§ WORK INSTRUCTIONS
Rewrite the records in the stretch from the line containing "Outline barrier tape stripe." through the line containing "410,0,456,47", both lines included, and keep the requests as they are. Multiply every bounding-box coordinate in the answers by 1.8, rounding to the nearest whole number with halves rounded up, and give only these lines.

START RECORDS FOR THE EXERCISE

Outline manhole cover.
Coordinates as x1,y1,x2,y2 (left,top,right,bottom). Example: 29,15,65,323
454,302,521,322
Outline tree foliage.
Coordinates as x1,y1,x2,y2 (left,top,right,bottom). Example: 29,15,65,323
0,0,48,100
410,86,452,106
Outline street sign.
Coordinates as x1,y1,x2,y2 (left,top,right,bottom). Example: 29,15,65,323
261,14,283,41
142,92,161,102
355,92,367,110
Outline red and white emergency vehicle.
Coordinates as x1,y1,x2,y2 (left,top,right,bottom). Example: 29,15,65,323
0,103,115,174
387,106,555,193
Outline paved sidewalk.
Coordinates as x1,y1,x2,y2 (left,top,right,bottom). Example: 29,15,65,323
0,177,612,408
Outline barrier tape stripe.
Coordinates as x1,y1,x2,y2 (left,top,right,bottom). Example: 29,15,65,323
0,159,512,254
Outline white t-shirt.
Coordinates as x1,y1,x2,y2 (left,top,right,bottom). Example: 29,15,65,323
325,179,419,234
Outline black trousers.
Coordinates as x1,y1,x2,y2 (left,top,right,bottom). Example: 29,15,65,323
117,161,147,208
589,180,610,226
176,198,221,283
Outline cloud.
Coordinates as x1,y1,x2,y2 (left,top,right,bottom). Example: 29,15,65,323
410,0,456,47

END RECORDS FOR THE EXERCISE
START RECORDS FOR THE EXERCISE

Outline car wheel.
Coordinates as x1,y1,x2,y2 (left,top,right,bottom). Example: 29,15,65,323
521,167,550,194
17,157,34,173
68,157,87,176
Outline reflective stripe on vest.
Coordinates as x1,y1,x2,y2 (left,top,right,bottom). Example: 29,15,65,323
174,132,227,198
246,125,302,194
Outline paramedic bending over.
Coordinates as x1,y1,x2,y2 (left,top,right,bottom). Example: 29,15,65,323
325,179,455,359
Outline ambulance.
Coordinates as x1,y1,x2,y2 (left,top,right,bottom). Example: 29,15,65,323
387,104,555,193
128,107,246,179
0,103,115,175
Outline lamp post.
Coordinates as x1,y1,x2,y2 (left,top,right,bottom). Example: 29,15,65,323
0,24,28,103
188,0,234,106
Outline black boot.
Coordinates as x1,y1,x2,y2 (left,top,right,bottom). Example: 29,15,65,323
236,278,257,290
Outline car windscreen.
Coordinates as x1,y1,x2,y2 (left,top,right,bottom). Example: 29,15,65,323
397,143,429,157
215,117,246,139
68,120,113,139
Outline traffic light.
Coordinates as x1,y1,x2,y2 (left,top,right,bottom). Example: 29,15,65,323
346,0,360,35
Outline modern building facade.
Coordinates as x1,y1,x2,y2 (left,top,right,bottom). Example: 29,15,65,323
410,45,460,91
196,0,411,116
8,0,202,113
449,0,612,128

END RECORDS FOR THE EXERCISE
START RECORDS FOR THE EXERCISE

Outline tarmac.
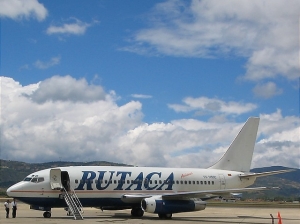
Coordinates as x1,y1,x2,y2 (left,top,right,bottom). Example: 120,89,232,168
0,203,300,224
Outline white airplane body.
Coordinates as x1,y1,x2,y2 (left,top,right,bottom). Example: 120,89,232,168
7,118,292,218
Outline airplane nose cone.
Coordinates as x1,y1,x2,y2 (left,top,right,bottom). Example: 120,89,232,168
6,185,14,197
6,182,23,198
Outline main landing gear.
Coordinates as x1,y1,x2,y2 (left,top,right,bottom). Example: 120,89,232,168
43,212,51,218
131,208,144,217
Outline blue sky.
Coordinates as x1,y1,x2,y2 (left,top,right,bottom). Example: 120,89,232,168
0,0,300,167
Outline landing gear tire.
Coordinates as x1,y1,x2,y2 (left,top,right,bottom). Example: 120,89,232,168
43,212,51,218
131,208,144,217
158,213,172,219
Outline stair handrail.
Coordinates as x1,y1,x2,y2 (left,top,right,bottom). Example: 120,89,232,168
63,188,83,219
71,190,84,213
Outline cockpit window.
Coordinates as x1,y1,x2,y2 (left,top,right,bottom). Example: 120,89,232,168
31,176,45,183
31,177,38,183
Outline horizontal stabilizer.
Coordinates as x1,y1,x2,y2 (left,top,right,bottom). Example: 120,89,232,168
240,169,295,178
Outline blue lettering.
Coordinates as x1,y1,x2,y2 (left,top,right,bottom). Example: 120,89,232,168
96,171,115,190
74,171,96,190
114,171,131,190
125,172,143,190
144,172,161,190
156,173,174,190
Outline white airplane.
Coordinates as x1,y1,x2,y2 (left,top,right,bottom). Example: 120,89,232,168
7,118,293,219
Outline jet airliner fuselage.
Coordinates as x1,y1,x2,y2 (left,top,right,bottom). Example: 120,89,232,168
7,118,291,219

END RECORDS FOR THE EXERCISE

§ SOLUTION FOR THIS PROBLEM
Outline barrier tape stripe.
Coordinates as x1,y1,x2,y2 (left,top,right,bottom). Example: 29,15,65,323
0,286,922,457
Outline white t-shirt.
Coordinates as x1,y1,x2,y2 (left,top,right,bottom). Example: 29,15,65,323
585,322,754,421
Outline black trousers.
Coordinates as x1,y1,x2,y2 (left,top,right,bottom). Example: 29,15,65,323
211,290,265,374
1060,324,1098,407
317,356,398,509
Outline cloud.
Coordinates as x1,y1,x2,y2 (left,top,right,bottom). Example: 29,15,65,323
738,0,821,85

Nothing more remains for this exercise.